>>>

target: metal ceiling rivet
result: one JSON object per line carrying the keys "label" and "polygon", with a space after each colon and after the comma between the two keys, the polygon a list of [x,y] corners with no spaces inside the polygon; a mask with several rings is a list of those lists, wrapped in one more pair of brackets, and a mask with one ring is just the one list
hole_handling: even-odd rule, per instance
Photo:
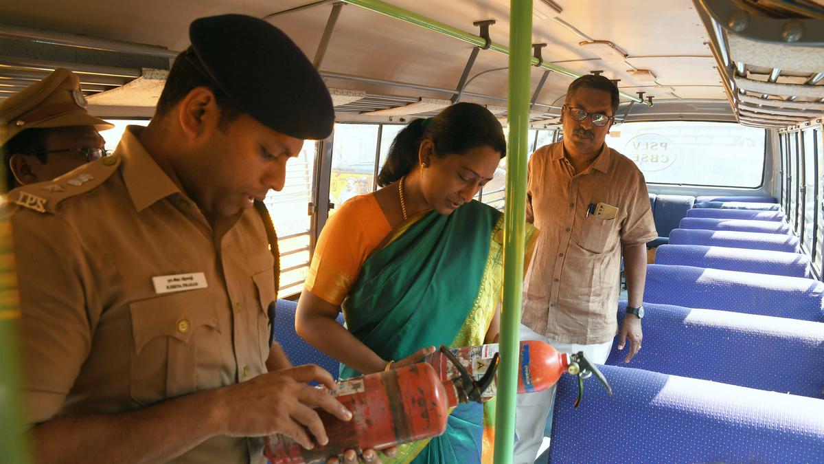
{"label": "metal ceiling rivet", "polygon": [[750,15],[744,12],[735,12],[729,17],[729,28],[736,32],[741,32],[750,26]]}
{"label": "metal ceiling rivet", "polygon": [[798,21],[791,21],[784,25],[781,38],[788,42],[798,42],[804,35],[804,25]]}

<<<

[Goal] Please copy every line of the records above word for word, leaving out the pictures.

[Reply]
target: metal ceiling rivet
result: one JSON object per line carrying the keys "label" and "polygon", with a space after each colon and after the comma between the two keys, the polygon a list of [x,y] corners with no spaces inside the polygon; a mask with several rings is a list of those lists, wrapped in one more pair of brackets, and a mask with one ring is just the one list
hole_handling: even-odd rule, per instance
Photo:
{"label": "metal ceiling rivet", "polygon": [[750,15],[744,12],[735,12],[729,17],[729,28],[736,32],[741,32],[750,26]]}
{"label": "metal ceiling rivet", "polygon": [[798,21],[791,21],[784,25],[781,38],[788,42],[798,42],[804,35],[804,25]]}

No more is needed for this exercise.